TASK GOAL: Each entry that follows should be retyped exactly.

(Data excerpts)
============
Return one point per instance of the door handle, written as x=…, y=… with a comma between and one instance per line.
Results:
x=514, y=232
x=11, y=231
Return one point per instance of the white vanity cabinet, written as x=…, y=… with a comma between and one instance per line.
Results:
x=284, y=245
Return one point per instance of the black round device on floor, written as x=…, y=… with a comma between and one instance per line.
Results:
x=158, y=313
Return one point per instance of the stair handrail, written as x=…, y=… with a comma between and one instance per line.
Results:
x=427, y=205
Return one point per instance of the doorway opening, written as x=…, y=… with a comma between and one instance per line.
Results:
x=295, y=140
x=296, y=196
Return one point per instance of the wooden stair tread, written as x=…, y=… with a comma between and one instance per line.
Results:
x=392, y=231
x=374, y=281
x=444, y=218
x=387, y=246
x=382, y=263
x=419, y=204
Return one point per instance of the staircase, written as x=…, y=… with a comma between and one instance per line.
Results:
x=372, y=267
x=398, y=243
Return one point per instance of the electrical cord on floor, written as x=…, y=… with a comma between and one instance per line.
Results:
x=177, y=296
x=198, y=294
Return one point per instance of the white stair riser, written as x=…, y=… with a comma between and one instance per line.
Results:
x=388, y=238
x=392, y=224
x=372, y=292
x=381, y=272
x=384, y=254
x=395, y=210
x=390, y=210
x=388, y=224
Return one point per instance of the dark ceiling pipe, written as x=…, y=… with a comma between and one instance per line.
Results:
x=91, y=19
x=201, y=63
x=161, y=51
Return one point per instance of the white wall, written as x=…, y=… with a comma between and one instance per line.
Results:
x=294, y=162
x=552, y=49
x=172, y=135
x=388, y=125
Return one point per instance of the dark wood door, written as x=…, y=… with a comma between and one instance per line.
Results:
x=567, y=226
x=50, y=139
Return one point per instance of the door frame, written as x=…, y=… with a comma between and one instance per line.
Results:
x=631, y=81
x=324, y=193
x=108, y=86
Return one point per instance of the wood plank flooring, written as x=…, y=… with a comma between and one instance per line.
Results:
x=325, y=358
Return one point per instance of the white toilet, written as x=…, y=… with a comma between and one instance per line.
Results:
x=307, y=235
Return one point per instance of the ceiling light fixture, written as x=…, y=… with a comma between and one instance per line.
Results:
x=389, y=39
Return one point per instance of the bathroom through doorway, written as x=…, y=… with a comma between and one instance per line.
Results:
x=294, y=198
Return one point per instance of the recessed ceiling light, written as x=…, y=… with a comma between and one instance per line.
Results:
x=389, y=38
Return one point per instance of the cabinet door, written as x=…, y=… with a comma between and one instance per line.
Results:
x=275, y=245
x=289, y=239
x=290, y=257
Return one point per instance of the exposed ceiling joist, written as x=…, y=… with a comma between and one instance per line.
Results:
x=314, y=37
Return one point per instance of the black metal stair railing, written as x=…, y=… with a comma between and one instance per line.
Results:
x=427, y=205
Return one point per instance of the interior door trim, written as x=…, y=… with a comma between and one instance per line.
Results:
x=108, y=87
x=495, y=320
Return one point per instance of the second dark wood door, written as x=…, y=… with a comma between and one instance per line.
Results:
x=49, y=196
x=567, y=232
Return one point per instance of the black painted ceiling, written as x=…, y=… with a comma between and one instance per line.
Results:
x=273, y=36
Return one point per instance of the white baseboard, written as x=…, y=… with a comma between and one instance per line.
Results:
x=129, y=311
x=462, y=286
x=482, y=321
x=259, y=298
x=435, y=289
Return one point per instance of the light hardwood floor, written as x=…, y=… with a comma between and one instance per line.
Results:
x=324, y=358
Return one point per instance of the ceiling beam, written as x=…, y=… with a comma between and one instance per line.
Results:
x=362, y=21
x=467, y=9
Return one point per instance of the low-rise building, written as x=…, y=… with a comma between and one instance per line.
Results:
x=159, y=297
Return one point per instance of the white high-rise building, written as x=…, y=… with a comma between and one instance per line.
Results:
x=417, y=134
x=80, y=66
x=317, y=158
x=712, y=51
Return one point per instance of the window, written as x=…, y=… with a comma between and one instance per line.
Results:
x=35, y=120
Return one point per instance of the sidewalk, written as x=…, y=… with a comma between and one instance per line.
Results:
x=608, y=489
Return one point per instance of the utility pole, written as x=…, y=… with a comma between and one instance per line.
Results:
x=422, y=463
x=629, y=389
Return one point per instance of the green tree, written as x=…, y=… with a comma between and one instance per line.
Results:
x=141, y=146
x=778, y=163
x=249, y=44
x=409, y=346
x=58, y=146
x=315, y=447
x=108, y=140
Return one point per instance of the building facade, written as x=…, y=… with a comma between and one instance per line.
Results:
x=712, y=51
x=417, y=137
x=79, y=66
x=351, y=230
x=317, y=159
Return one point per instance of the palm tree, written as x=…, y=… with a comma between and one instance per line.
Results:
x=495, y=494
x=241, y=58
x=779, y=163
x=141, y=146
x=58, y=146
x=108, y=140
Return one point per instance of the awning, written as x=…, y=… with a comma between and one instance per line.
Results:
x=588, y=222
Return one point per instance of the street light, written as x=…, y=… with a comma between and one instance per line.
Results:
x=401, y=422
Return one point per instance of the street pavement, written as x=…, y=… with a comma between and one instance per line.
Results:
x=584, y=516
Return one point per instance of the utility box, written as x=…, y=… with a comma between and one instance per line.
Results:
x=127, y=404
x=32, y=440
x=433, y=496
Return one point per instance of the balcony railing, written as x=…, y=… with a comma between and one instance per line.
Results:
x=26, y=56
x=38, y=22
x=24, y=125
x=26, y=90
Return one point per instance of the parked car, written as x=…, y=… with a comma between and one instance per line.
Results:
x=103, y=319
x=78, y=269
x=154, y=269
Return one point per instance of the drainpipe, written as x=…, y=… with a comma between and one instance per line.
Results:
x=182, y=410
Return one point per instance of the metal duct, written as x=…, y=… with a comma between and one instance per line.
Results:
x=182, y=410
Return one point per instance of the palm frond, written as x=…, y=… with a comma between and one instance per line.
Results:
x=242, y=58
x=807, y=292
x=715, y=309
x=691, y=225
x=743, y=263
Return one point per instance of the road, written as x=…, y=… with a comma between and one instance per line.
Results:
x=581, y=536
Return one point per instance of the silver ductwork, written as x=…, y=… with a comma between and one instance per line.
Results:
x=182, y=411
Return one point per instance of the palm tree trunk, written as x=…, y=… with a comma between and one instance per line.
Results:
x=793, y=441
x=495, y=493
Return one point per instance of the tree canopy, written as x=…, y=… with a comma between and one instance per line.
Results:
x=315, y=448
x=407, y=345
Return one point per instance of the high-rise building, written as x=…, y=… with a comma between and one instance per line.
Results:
============
OUTPUT BELOW:
Return one point per instance of the door handle, written as x=…, y=… with a comma between and one instance per line.
Results:
x=514, y=232
x=11, y=231
Return one point per instance of the white vanity cabinet, written as x=…, y=… with a comma between and one instance per line.
Results:
x=284, y=245
Return one point per instance of the black round device on floor, written as x=…, y=… with a comma between and one instance per line.
Results:
x=158, y=313
Return one point per instance of the stair handrail, written as x=…, y=… with a comma between and one instance per line.
Results:
x=427, y=205
Return one point per instance of the doorway opening, written as x=…, y=… with a comma between and one instance per line.
Results:
x=295, y=140
x=296, y=196
Return one point per instance of the wooden stair tread, written as x=…, y=… with a comma between and one instance per line.
Results:
x=392, y=231
x=374, y=281
x=444, y=218
x=387, y=246
x=382, y=263
x=419, y=204
Return one point per instance of the staircase, written as x=…, y=… with a comma between and one instance per line.
Results:
x=372, y=267
x=398, y=243
Return one point per instance of the electrical cord on floor, written as x=…, y=… with a comma between and one instance per line.
Results:
x=177, y=296
x=198, y=294
Return one point per instance of the white stair riser, written as x=…, y=… with a comma between and one instance per line.
Results:
x=388, y=238
x=392, y=224
x=372, y=292
x=381, y=272
x=384, y=254
x=395, y=210
x=390, y=210
x=388, y=224
Return one point per instance of the dark ceiling pipe, written as x=…, y=… with a comma between and one instance per line.
Results:
x=91, y=19
x=201, y=63
x=161, y=51
Return one point per instance of the white wall, written as x=…, y=… with a comma between and one instance per line.
Results:
x=294, y=162
x=552, y=49
x=172, y=135
x=388, y=125
Return one point per instance of the dark wood door, written as x=…, y=… with a comma between and one instance per line.
Results:
x=567, y=226
x=50, y=139
Return one point per instance of the door frame, written as x=…, y=… with a comma between and one instance per line.
Results:
x=631, y=81
x=324, y=193
x=108, y=86
Return one point per instance of the wood plank flooring, written as x=…, y=… with a comma between and one instance per line.
Results:
x=325, y=358
Return one point per instance of the white toilet, written as x=…, y=… with a comma between and one instance per line.
Results:
x=307, y=235
Return one point per instance of the ceiling light fixture, written as x=…, y=… with a comma between and one instance per line.
Results:
x=389, y=39
Return one point per instance of the bathroom through doorway, written as x=…, y=… with a comma between and one instance per line.
Results:
x=294, y=198
Return one point per instance of the recessed ceiling light, written as x=…, y=… with a comma between and one instance per line.
Results:
x=389, y=38
Return one point per instance of the cabinet door, written as x=…, y=… with a comma between and one instance per line.
Results:
x=275, y=245
x=289, y=239
x=290, y=257
Return one point per instance of the exposed ceiling joist, written as x=…, y=… with a comma between and one instance per line.
Results:
x=314, y=37
Return one point per instance of the black metal stair railing, written as x=…, y=… with a comma between and one instance per line.
Results:
x=427, y=205
Return one point per instance of the interior door trim, written as x=…, y=… with a comma between and one instance per line.
Results:
x=108, y=87
x=495, y=320
Return one point per instance of the second dark wood door, written as x=…, y=… with a comma between and one instance per line.
Results:
x=49, y=196
x=567, y=232
Return one point per instance of the black painted ceiling, written as x=…, y=… with a comma between and one instance per line.
Results:
x=273, y=36
Return one point per instance of the white baseboard, written as x=…, y=… with a comma between and one instance per line.
Results:
x=129, y=311
x=462, y=286
x=482, y=321
x=259, y=298
x=435, y=289
Return one point per instance of the light hardwood floor, written as x=…, y=… with a comma between and one instance per line.
Results:
x=324, y=358
Return one point per instance of the ceiling beam, written as x=…, y=… with a comma between and one instance per line.
Results:
x=362, y=21
x=467, y=9
Return one point per instance of the low-rise building, written as x=…, y=… with a comma between and one instance per line.
Results:
x=159, y=297
Return one point per instance of the white high-rise building, written as x=…, y=… with a comma between and one instance per line.
Results:
x=417, y=134
x=80, y=66
x=317, y=158
x=712, y=51
Return one point per instance of the window, written as x=…, y=… with a comma between and one instance per line.
Results:
x=35, y=120
Return one point per instance of the sidewalk, written as x=…, y=… with a comma between and one instance per line.
Results:
x=608, y=489
Return one point per instance of the utility pole, written as x=…, y=… with a comma between and one instance per line.
Results:
x=422, y=463
x=629, y=389
Return one point per instance of the green tree, written as x=…, y=… with a comma between and one instance per line.
Results:
x=141, y=146
x=778, y=163
x=249, y=44
x=409, y=346
x=58, y=146
x=315, y=447
x=108, y=140
Return one point per instance of the building facade, written as x=…, y=… with a comma between and one instance per line.
Results:
x=712, y=51
x=417, y=137
x=79, y=66
x=351, y=230
x=317, y=159
Return one point per instance of the palm tree, written as x=…, y=… with a comma between and one instance per line.
Results:
x=495, y=494
x=241, y=58
x=779, y=163
x=141, y=146
x=58, y=146
x=108, y=140
Return one point per instance of the awning, written as x=…, y=… with a comma between and one instance per line.
Results:
x=588, y=222
Return one point per instance of the street light, written as x=…, y=… with a comma between and one instance per line.
Results:
x=401, y=422
Return one point per instance of the street pavement, written as x=…, y=… with a comma between and one instance per line.
Results:
x=584, y=516
Return one point per instance of the utility box, written as x=…, y=… with a comma between and one instance per line.
Results:
x=127, y=404
x=32, y=440
x=433, y=496
Return one point per instance of the balcony railing, written as x=…, y=… with a comma between and one instance per line.
Results:
x=26, y=56
x=38, y=22
x=24, y=125
x=26, y=90
Return one point per instance of the parked car, written as x=…, y=… with a comma between and one instance per line.
Results:
x=103, y=319
x=78, y=269
x=154, y=269
Return one point per instance of the drainpipe, written as x=…, y=… with a comma between and one instance per line.
Results:
x=182, y=410
Return one point per instance of the metal duct, written as x=…, y=… with a comma between and one instance per line.
Results:
x=182, y=410
Return one point per instance of the palm frond, written as x=…, y=… with a comma between and one instance per line.
Results:
x=242, y=58
x=807, y=292
x=715, y=309
x=691, y=225
x=743, y=263
Return one point per instance of the road, written as x=…, y=… with a comma between and one instance per line.
Results:
x=581, y=536
Return one point per instance of the silver ductwork, written as x=…, y=… with a comma between and one instance per line.
Results:
x=182, y=411
Return one point per instance of the palm tree trunk, written as x=…, y=… with a comma between and one instance per line.
Results:
x=793, y=441
x=495, y=493
Return one point per instance of the tree canopy, written as x=…, y=… with a comma between and one instance per line.
Results:
x=315, y=448
x=407, y=345
Return one point per instance of the high-rise building, written as x=…, y=… with a comma between and one instance per line.
Results:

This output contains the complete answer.